**Your task:** Using the entries below, transcribe exactly the line containing "Check that every instance of the rain-soaked" and each line that follows it to the end.

**Material for the task:**
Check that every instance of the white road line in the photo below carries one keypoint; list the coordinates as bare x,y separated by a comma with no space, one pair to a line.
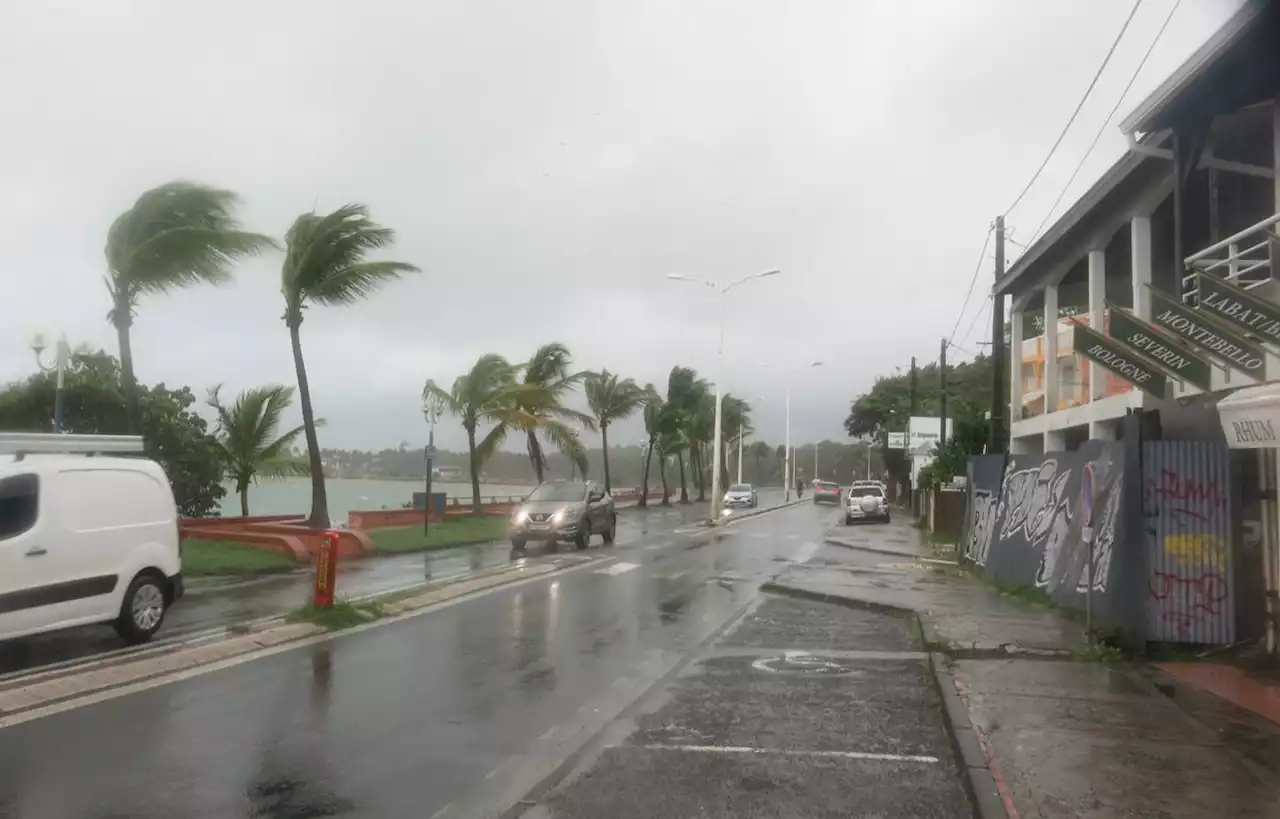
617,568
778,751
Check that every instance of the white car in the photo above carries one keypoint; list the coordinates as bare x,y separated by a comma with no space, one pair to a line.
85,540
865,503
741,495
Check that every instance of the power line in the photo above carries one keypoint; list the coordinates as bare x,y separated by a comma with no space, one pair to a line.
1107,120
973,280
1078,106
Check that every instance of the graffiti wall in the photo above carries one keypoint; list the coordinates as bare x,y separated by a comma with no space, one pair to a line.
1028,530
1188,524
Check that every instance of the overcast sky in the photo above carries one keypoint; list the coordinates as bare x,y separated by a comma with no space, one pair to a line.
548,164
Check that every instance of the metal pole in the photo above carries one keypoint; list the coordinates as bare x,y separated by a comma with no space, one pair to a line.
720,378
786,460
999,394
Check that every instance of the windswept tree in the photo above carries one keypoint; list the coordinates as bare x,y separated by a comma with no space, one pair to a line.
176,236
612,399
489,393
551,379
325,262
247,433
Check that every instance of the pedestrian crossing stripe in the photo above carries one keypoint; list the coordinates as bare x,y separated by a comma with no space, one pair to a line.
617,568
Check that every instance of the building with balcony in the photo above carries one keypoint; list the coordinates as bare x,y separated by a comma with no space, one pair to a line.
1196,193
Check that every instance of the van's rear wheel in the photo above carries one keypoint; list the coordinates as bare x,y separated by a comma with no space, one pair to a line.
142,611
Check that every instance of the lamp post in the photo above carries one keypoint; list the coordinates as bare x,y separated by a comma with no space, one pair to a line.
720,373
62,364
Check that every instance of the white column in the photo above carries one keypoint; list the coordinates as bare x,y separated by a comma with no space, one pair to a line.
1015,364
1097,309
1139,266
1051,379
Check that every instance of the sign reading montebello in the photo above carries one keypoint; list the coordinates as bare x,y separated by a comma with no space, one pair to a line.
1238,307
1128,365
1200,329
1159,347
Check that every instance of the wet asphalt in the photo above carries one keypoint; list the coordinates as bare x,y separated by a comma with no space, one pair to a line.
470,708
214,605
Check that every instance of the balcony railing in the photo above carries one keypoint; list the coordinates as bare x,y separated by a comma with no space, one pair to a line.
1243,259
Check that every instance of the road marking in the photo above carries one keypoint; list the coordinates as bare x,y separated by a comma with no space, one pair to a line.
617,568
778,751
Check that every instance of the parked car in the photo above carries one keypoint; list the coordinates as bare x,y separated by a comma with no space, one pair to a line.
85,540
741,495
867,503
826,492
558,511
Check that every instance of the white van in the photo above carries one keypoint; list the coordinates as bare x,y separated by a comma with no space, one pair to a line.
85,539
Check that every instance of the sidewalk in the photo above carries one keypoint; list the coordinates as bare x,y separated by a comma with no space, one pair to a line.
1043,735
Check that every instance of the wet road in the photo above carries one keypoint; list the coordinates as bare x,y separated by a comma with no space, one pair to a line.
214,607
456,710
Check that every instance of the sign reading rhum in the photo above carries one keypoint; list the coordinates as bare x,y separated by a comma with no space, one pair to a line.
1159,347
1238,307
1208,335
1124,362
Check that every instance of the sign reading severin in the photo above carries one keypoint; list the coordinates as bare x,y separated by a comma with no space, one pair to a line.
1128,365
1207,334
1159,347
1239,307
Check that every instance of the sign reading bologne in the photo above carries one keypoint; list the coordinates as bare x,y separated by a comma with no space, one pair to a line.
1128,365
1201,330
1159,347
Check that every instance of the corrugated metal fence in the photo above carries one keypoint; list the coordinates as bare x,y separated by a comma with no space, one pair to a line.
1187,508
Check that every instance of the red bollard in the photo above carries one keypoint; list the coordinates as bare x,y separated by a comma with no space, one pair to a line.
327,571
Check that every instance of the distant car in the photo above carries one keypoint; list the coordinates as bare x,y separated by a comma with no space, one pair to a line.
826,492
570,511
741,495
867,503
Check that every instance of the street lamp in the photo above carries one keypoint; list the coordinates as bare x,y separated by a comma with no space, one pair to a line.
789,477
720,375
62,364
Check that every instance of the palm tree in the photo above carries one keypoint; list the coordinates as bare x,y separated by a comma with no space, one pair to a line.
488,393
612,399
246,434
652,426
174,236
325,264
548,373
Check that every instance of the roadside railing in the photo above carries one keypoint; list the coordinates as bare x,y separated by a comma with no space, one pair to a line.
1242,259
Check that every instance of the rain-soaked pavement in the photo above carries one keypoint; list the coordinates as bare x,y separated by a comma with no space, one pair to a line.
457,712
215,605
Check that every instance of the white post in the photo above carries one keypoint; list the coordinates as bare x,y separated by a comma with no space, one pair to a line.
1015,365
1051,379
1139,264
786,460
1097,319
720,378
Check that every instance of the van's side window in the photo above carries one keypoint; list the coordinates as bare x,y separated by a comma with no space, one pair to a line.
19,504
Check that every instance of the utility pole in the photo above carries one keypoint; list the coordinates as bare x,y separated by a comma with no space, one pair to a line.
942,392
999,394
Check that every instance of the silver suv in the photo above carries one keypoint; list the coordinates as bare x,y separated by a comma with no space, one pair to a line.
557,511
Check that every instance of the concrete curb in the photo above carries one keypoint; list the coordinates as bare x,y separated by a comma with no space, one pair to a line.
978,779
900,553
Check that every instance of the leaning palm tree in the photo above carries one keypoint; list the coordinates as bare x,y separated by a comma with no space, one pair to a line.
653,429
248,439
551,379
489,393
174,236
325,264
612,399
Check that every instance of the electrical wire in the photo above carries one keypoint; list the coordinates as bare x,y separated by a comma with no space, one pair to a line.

**Result:**
Check that every instance of the rain-soaked pavement in the photo above carries one keypoint; list the coordinates as bare x,y separated by a comma with no space, one pair to a line.
457,712
215,605
Check that every instance of the white post in the photo above carries one keypoint; list the coordinates as bare x,y separated by a comma with no space, one pair to a line.
1015,365
1051,379
1139,264
786,460
1097,319
720,378
Check that every instance of the van's side window in the photo above carries one keypoint; list the coordinates as bare x,y separated by a comma with no space, one pair to a line.
19,504
Check that every instance of the utility pole in the photo above carries one keypoint; list the coordinates as bare x,y separated by a comma with no space, one pair to a line.
942,392
999,394
Check that every instance of the silver suv in the photo above carries one keypoint; list the coordinates as bare x,y separated by a comma with no space, one pair to a line.
557,511
Check that every instance of the concrete curb in the photo above carries one keypoint; list the coordinates as bare x,y separated by a comma with no space, one pair to a line.
978,779
900,553
Check that every instance of the leaning palm tree in the photo above carries one keypoint; list the coordinates as bare x,y separated by a comma with no space, one pair to a line.
653,429
248,439
551,379
489,393
174,236
325,264
612,399
Check that every instance of the electrical wire in the photo above carries one keypoint; list the coordinates as bare x,y separated by a comma with no space, one pair to a line.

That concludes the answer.